**Required action:** Copy the records. Keep every line exactly as it is.

(Source data begins)

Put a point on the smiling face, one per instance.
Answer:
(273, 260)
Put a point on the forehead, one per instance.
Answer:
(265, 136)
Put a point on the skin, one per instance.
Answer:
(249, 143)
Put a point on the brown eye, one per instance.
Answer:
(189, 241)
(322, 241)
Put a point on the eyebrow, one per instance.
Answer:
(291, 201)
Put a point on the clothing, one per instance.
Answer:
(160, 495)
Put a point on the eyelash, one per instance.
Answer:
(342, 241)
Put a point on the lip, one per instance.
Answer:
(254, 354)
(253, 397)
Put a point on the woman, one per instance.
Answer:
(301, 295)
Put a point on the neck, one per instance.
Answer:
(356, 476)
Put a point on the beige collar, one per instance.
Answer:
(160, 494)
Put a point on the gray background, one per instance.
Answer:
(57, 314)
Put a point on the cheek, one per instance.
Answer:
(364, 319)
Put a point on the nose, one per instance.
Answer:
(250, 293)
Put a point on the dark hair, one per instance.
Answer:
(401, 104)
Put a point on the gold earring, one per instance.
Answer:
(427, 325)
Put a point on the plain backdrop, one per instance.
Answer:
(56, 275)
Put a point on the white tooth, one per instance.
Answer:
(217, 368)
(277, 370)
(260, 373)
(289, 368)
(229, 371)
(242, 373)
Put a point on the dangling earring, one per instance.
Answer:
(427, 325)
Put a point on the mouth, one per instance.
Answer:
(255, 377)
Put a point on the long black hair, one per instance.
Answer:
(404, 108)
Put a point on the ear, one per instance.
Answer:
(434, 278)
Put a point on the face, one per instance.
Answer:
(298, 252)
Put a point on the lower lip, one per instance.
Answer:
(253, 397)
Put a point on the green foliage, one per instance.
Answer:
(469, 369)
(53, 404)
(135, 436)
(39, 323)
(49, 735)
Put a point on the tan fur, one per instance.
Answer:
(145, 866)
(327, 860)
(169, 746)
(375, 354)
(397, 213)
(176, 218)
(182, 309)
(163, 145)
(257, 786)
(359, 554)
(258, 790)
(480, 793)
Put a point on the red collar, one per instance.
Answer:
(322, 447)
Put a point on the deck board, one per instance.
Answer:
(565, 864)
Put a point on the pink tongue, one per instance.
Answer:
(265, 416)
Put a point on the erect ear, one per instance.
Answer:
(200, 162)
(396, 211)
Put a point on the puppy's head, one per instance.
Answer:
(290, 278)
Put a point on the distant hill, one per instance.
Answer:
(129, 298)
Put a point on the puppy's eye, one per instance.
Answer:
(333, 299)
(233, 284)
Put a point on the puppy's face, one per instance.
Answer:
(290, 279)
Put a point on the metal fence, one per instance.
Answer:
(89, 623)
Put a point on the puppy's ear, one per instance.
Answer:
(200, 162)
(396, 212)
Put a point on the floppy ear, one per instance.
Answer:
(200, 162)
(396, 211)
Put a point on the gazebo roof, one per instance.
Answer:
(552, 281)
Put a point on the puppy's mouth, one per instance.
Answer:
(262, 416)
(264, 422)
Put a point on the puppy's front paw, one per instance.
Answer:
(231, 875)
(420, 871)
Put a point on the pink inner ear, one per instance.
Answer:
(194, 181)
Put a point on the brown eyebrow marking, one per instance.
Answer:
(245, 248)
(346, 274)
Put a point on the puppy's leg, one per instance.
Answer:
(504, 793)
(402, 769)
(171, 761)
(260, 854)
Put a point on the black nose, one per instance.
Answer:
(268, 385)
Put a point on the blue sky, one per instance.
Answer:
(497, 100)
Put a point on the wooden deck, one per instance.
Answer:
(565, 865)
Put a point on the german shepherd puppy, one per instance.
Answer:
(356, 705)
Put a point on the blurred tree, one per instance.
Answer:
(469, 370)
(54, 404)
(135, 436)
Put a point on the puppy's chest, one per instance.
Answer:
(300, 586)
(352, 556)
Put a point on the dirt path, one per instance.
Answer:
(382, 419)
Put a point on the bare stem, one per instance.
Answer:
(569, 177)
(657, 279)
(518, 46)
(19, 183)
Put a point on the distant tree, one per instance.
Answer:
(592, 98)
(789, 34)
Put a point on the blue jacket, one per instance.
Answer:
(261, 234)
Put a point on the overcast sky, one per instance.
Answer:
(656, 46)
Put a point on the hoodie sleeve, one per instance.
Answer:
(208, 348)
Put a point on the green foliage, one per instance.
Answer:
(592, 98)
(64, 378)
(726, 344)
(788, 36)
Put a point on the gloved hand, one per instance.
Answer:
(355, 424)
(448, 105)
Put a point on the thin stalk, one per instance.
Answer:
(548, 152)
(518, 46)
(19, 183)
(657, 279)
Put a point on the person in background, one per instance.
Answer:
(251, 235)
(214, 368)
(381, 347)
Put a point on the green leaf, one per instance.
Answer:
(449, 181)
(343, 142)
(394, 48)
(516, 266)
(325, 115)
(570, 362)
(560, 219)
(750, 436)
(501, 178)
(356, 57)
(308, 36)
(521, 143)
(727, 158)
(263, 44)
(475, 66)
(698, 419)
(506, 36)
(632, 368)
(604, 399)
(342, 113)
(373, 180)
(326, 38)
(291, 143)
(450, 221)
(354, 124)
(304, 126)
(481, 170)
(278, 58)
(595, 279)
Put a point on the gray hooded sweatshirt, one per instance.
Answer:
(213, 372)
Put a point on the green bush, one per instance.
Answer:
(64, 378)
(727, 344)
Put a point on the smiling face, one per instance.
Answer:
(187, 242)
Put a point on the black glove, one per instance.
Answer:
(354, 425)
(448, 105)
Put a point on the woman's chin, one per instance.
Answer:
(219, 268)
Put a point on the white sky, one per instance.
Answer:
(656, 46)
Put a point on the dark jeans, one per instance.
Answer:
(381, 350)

(Source data ends)

**Answer to this exercise:**
Put a point on the smiling face, one per instance.
Answer:
(273, 260)
Put a point on the forehead, one per instance.
Answer:
(265, 136)
Put a point on the skin, one per instance.
Answer:
(249, 143)
Put a point on the brown eye, one per instance.
Answer:
(189, 241)
(322, 241)
Put a point on the eyebrow, one per instance.
Answer:
(291, 201)
Put a point on the clothing, one per instance.
Answer:
(160, 495)
Put a point on the eyelash, one per instance.
Answer:
(342, 241)
Put a point on the lip, one per instance.
Answer:
(254, 354)
(253, 397)
Put a point on the woman, one per instance.
Answer:
(301, 295)
Put a point on the neck, one per instance.
Answer:
(356, 476)
Put a point on the beige collar, one per instance.
Answer:
(160, 494)
Put a point on the gray background, one per instance.
Answer:
(57, 314)
Put a point on the cheek, one per instance.
Answer:
(364, 319)
Put a point on the nose, one per instance.
Answer:
(250, 293)
Put a point on the dark hair, one per instance.
Answer:
(401, 104)
Put a point on the gold earring, one per instance.
Answer:
(427, 325)
Put a point on the plain backdrop, one per instance.
Answer:
(56, 275)
Put a point on the white tooth, one per instance.
Answer:
(217, 368)
(277, 370)
(260, 373)
(289, 368)
(229, 371)
(242, 373)
Put a point on the dangling earring, one per instance.
Answer:
(427, 325)
Put a point on the mouth, one per instance.
Answer:
(255, 377)
Put a point on the long black hair, one per instance.
Answer:
(404, 108)
Put a point on the ear, one per instance.
Answer:
(434, 278)
Put a point on the face, one per instance.
Answer:
(298, 252)
Put a point on the lower lip, one per instance.
Answer:
(253, 397)
Put a point on the green foliage, one per instance.
Answer:
(469, 369)
(53, 404)
(135, 436)
(39, 323)
(49, 735)
Put a point on the tan fur, one per instance.
Answer:
(145, 866)
(327, 860)
(169, 746)
(375, 354)
(397, 213)
(176, 218)
(182, 309)
(163, 145)
(257, 786)
(359, 554)
(258, 790)
(480, 793)
Put a point on the red collar, one per instance.
Answer:
(322, 447)
Put a point on the deck board, one per instance.
Answer:
(565, 864)
Put a point on the pink tongue, one per instance.
Answer:
(265, 416)
Put a point on the erect ear, one per instance.
Answer:
(200, 162)
(396, 211)
Put a point on the puppy's head, one per instance.
Answer:
(290, 278)
Put a point on the distant hill, one per instance.
Answer:
(129, 298)
Put a point on the puppy's eye, one per instance.
Answer:
(333, 299)
(233, 284)
Put a point on the puppy's face, one per instance.
Answer:
(290, 279)
Put a point on the metal fence, one per instance.
Answer:
(89, 623)
Put a point on the puppy's ear, one per instance.
Answer:
(200, 162)
(396, 212)
Put a point on the floppy ear, one per instance.
Answer:
(200, 162)
(396, 211)
Put a point on the gazebo roof, one per instance.
Answer:
(552, 281)
Put a point on the puppy's mouth, one per instance.
Answer:
(262, 416)
(264, 422)
Put a point on the puppy's front paw, one per instance.
Answer:
(231, 875)
(420, 871)
Put a point on the pink inner ear, one per instance.
Answer:
(194, 181)
Put a point on the brown eyebrow marking, one per instance.
Answer:
(245, 248)
(346, 274)
Put a point on the puppy's leg, one per instance.
Answer:
(504, 793)
(402, 769)
(171, 761)
(260, 854)
Put a point on the black nose, one per instance.
Answer:
(268, 385)
Put a point on the blue sky, one per instance.
Answer:
(497, 100)
Put a point on the wooden deck, one per instance.
Answer:
(565, 865)
Put a point on the german shepherd puppy, one per instance.
Answer:
(356, 705)
Put a point on the blurred tree, one per instance.
Answer:
(469, 370)
(54, 404)
(135, 436)
Put a point on the puppy's chest, one per instance.
Answer:
(300, 586)
(352, 556)
Put a point on the dirt path, one per instance.
Answer:
(382, 419)
Put a point on the bare stem, one per instance.
Answer:
(569, 177)
(657, 279)
(518, 46)
(19, 183)
Put a point on the distant tree, one per instance.
Answer:
(592, 98)
(789, 34)
Put a point on the blue jacket, one per instance.
Answer:
(261, 234)
Put a point on the overcast sky, one per instance.
Answer:
(656, 46)
Put a point on the hoodie sleeve, one per instance.
Answer:
(208, 348)
Put a point on the green foliage, one per instance.
Answer:
(592, 98)
(64, 378)
(726, 344)
(788, 36)
Put a point on the gloved hand, one per instance.
Answer:
(355, 424)
(448, 105)
Put a point on the thin stalk, one per instance.
Answer:
(548, 152)
(518, 46)
(19, 183)
(657, 279)
Put a point on the person in background, one per instance.
Answer:
(251, 235)
(214, 368)
(381, 347)
Put a point on the green leaf, one per instance.
Answer:
(449, 181)
(343, 142)
(394, 48)
(516, 266)
(325, 115)
(570, 362)
(560, 219)
(750, 436)
(501, 178)
(356, 57)
(308, 36)
(521, 143)
(727, 158)
(263, 44)
(475, 66)
(698, 419)
(506, 36)
(632, 368)
(604, 399)
(342, 113)
(373, 180)
(326, 38)
(291, 143)
(450, 221)
(354, 124)
(304, 126)
(481, 170)
(278, 58)
(595, 279)
Put a point on the gray hooded sweatshirt, one per instance.
Answer:
(213, 372)
Put a point on the green bush, one per instance.
Answer:
(64, 378)
(727, 344)
Put a point on the smiling face, one per instance.
Answer:
(187, 242)
Put a point on the black glove, one per instance.
Answer:
(354, 425)
(448, 105)
Put a point on the woman's chin, one per instance.
Answer:
(219, 268)
Put a point on the white sky, one per instance.
Answer:
(656, 46)
Put a point on the dark jeans, one per instance.
Answer:
(381, 350)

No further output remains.